**Material to process**
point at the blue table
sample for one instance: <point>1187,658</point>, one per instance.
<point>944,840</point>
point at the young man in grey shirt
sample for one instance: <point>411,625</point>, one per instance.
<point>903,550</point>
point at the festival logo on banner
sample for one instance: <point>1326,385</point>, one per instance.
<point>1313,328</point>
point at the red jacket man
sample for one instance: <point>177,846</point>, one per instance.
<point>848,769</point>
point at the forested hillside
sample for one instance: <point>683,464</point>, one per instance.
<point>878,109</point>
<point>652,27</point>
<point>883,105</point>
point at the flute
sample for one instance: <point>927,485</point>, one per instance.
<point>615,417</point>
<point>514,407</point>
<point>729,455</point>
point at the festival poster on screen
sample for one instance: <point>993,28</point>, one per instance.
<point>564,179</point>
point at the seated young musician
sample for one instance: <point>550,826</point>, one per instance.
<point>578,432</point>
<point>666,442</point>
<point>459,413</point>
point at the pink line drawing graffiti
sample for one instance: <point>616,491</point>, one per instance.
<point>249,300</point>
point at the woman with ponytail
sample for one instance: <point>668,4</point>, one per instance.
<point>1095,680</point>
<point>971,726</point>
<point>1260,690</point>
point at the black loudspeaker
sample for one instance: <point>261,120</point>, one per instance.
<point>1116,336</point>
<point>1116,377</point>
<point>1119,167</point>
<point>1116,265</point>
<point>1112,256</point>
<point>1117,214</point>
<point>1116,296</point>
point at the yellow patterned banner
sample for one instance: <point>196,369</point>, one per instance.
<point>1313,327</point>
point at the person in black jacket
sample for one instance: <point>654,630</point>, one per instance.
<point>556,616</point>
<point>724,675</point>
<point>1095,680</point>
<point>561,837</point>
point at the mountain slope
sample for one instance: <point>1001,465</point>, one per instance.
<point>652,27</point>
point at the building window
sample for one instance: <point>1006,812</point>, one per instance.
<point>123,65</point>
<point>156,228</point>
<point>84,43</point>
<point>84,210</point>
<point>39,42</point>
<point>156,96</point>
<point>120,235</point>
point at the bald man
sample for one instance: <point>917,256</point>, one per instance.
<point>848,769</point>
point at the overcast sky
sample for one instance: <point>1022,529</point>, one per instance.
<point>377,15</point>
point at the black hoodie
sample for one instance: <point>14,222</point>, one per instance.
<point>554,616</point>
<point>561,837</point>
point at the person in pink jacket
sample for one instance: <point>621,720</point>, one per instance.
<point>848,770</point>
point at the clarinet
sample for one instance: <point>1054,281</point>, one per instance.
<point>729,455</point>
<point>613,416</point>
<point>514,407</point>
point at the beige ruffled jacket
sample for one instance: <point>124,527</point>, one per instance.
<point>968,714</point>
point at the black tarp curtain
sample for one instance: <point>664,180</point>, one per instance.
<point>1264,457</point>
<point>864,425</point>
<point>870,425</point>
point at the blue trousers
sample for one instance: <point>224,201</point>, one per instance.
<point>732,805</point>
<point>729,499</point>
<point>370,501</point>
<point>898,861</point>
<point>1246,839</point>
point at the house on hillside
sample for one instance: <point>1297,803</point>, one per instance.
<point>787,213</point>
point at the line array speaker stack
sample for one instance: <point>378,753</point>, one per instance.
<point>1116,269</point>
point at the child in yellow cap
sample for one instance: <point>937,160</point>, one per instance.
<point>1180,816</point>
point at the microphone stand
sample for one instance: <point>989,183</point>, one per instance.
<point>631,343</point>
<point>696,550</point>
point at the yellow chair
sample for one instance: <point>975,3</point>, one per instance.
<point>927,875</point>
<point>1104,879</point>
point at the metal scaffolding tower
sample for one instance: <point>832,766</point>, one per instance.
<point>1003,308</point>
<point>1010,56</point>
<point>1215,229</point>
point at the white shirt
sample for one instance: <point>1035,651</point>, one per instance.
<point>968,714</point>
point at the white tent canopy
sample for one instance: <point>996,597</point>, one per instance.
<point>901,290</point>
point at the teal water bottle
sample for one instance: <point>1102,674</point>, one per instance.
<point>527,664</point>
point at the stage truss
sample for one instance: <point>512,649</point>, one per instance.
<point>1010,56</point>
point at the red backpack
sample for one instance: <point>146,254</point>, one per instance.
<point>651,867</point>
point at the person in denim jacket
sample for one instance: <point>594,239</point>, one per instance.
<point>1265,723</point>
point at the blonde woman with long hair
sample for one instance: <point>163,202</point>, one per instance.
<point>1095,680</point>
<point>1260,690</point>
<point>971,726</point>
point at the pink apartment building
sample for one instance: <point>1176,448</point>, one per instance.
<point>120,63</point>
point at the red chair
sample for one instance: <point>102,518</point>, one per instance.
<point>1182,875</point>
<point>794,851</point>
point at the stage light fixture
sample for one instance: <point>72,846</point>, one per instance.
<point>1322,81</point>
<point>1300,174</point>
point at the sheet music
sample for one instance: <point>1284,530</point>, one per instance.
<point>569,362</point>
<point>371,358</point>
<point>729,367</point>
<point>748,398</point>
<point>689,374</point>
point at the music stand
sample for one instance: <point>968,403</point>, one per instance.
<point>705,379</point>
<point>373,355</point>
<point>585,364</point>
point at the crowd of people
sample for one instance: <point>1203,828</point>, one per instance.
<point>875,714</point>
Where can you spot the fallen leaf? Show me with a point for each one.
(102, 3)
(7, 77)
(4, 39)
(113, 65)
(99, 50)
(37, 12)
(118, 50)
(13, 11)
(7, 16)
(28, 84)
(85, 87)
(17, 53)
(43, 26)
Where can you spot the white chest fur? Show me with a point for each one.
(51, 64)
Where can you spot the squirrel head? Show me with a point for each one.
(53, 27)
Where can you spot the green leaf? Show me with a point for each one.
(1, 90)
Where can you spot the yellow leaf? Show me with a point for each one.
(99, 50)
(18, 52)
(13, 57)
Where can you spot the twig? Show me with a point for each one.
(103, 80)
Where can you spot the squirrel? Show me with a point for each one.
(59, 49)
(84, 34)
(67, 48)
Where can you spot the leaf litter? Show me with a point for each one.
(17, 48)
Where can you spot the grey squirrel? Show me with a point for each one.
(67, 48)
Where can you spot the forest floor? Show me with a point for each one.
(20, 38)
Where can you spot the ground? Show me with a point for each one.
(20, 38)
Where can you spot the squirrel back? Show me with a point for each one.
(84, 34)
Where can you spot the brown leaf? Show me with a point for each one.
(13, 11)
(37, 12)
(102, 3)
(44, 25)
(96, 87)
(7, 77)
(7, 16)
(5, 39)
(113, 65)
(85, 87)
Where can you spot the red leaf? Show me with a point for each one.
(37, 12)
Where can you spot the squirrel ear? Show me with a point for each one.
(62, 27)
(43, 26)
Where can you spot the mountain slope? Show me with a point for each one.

**Task details**
Format all of the lines above as a numbered list, leaving out any blank lines.

**Answer to the exercise**
1. point at the blue table
2. sample for one instance: <point>1187,658</point>, one per instance.
3. <point>944,840</point>
4. point at the young man in grey shirt
5. sample for one instance: <point>411,625</point>, one per instance.
6. <point>903,550</point>
7. point at the festival logo on banner
8. sample for one instance: <point>1326,385</point>, one per instance.
9. <point>1313,328</point>
10. point at the red jacket man
11. sample for one instance: <point>177,846</point>, one per instance.
12. <point>848,769</point>
13. point at the forested hillside
14. sample for one instance: <point>683,464</point>, one per instance.
15. <point>878,109</point>
16. <point>652,27</point>
17. <point>883,105</point>
18. point at the flute
19. sample for one instance: <point>927,485</point>, one per instance.
20. <point>615,417</point>
21. <point>514,407</point>
22. <point>729,455</point>
23. point at the festival poster on screen
24. sample for one instance: <point>993,28</point>, one per instance.
25. <point>564,179</point>
26. point at the seated young musician
27. sample for one instance: <point>550,826</point>, one per instance.
28. <point>578,432</point>
29. <point>666,442</point>
30. <point>459,413</point>
31. point at the pink line drawing graffiti
32. sample for one instance: <point>616,491</point>, one per instance.
33. <point>249,300</point>
34. point at the woman with ponytail
35. sample for one instance: <point>668,4</point>, one per instance.
36. <point>1095,680</point>
37. <point>971,726</point>
38. <point>1260,690</point>
39. point at the black loudspeaker
40. sample for one instance: <point>261,120</point>, one per instance.
41. <point>1116,336</point>
42. <point>1116,377</point>
43. <point>1119,167</point>
44. <point>1116,265</point>
45. <point>1112,256</point>
46. <point>1117,214</point>
47. <point>1116,296</point>
48. point at the yellow patterned banner
49. sample for one instance: <point>196,369</point>, one per instance.
50. <point>1313,327</point>
51. point at the person in black jacket
52. sample for one instance: <point>654,630</point>, one per instance.
53. <point>556,616</point>
54. <point>724,675</point>
55. <point>1095,680</point>
56. <point>561,837</point>
57. point at the mountain slope
58. sample for one instance: <point>1001,465</point>, one per instance.
59. <point>652,27</point>
60. point at the building window
61. sample for one instance: <point>1006,812</point>, one per instance.
62. <point>123,65</point>
63. <point>156,228</point>
64. <point>84,43</point>
65. <point>84,210</point>
66. <point>39,42</point>
67. <point>156,96</point>
68. <point>120,235</point>
69. point at the bald man
70. sample for one instance: <point>917,256</point>, one per instance.
71. <point>848,769</point>
72. point at the overcast sky
73. sample for one instance: <point>1022,529</point>, one per instance.
74. <point>377,15</point>
75. point at the black hoodie
76. sample for one instance: <point>14,222</point>, one per instance.
77. <point>554,616</point>
78. <point>561,837</point>
79. point at the person in pink jacket
80. sample for one instance: <point>621,720</point>, one per instance.
81. <point>848,770</point>
82. point at the clarinet
83. sample for one instance: <point>1054,281</point>, one per instance.
84. <point>729,455</point>
85. <point>613,416</point>
86. <point>514,407</point>
87. point at the beige ruffled jacket
88. sample for one instance: <point>124,527</point>, one per instance.
89. <point>968,714</point>
90. point at the black tarp curtain
91. sample for one instance: <point>664,180</point>, one per instance.
92. <point>1264,457</point>
93. <point>864,425</point>
94. <point>870,425</point>
95. point at the blue trousers
96. sample for one instance: <point>224,201</point>, one per instance.
97. <point>732,805</point>
98. <point>729,499</point>
99. <point>370,501</point>
100. <point>898,861</point>
101. <point>1246,839</point>
102. point at the house on hillside
103. sample for one instance: <point>1297,803</point>, one per instance.
104. <point>787,213</point>
105. point at the line array speaker stack
106. sample for one instance: <point>378,753</point>, one per instance.
107. <point>1116,269</point>
108. point at the child in yellow cap
109. sample for one instance: <point>937,160</point>, one per instance.
110. <point>1180,816</point>
111. point at the microphone stand
112. sample for one instance: <point>989,183</point>, one per instance.
113. <point>631,343</point>
114. <point>696,550</point>
115. point at the yellow chair
116. sample for one instance: <point>975,3</point>, one per instance.
117. <point>927,875</point>
118. <point>1104,879</point>
119. point at the metal scaffolding tower
120. sample for one instance: <point>832,766</point>, one per instance.
121. <point>1003,308</point>
122. <point>1010,56</point>
123. <point>1215,229</point>
124. point at the white shirt
125. sample for one instance: <point>1035,651</point>, one per instance.
126. <point>968,714</point>
127. point at the white tent canopy
128. sample for one instance: <point>996,597</point>, one per instance.
129. <point>901,290</point>
130. point at the teal water bottle
131. sample for one instance: <point>1102,674</point>, one per instance.
132. <point>527,664</point>
133. point at the stage truss
134. sample for one instance: <point>512,649</point>, one per instance.
135. <point>1010,56</point>
136. point at the red backpack
137. sample for one instance: <point>146,254</point>, one per instance.
138. <point>651,867</point>
139. point at the person in denim jacket
140. sample for one instance: <point>594,239</point>, one per instance.
141. <point>1265,723</point>
142. point at the blonde woman with long hair
143. sample for one instance: <point>163,202</point>, one per instance.
144. <point>1095,680</point>
145. <point>1260,690</point>
146. <point>971,726</point>
147. point at the pink apartment building
148. sample for one instance: <point>1176,448</point>, one per instance.
149. <point>120,63</point>
150. point at the red chair
151. sample for one instance: <point>102,518</point>, one per instance.
152. <point>1182,875</point>
153. <point>794,851</point>
154. point at the stage light fixture
155. sample for one instance: <point>72,846</point>, one per instance.
156. <point>1322,81</point>
157. <point>1300,174</point>
158. point at the sheet music
159. sample for one instance: <point>1284,530</point>, one per instance.
160. <point>569,362</point>
161. <point>371,358</point>
162. <point>729,367</point>
163. <point>748,398</point>
164. <point>689,374</point>
165. point at the music stand
166. sample for one instance: <point>968,403</point>, one per instance.
167. <point>705,379</point>
168. <point>373,355</point>
169. <point>585,364</point>
170. point at the crowd of people
171. sample for one instance: <point>1203,828</point>, one per instance.
172. <point>875,714</point>
173. Where can you spot the fallen leaf? Show me with a point for each one.
174. (102, 3)
175. (7, 77)
176. (4, 39)
177. (113, 65)
178. (99, 50)
179. (37, 12)
180. (118, 50)
181. (13, 11)
182. (7, 16)
183. (28, 84)
184. (85, 87)
185. (17, 53)
186. (43, 26)
187. Where can you spot the white chest fur? Show me with a point for each one.
188. (51, 64)
189. Where can you spot the squirrel head? Show me with a point for each one.
190. (53, 27)
191. Where can you spot the green leaf? Show me with a point for each one.
192. (1, 90)
193. Where can you spot the yellow leaf? Show me with a point for each one.
194. (99, 50)
195. (18, 52)
196. (13, 57)
197. Where can you spot the twig? Show me with a point for each one.
198. (103, 80)
199. Where can you spot the squirrel? Show me with a point for each one.
200. (59, 49)
201. (84, 34)
202. (67, 48)
203. Where can you spot the leaf litter? Show me with a point for each one.
204. (17, 48)
205. Where can you spot the grey squirrel? Show me with a point for each one.
206. (67, 48)
207. Where can you spot the forest floor? Show me with a point for each one.
208. (20, 38)
209. Where can you spot the ground? Show me with a point for each one.
210. (20, 38)
211. Where can you spot the squirrel back? Show me with a point for each one.
212. (84, 34)
213. Where can you spot the brown leaf? Show me with a point for each one.
214. (13, 11)
215. (37, 12)
216. (102, 3)
217. (44, 25)
218. (96, 87)
219. (7, 77)
220. (7, 16)
221. (5, 39)
222. (113, 65)
223. (85, 87)
224. Where can you spot the red leaf? Show me with a point for each one.
225. (37, 12)
226. Where can you spot the squirrel ear? Show me with a point for each one.
227. (62, 27)
228. (43, 26)
229. Where can you spot the mountain slope? Show me with a point for each one.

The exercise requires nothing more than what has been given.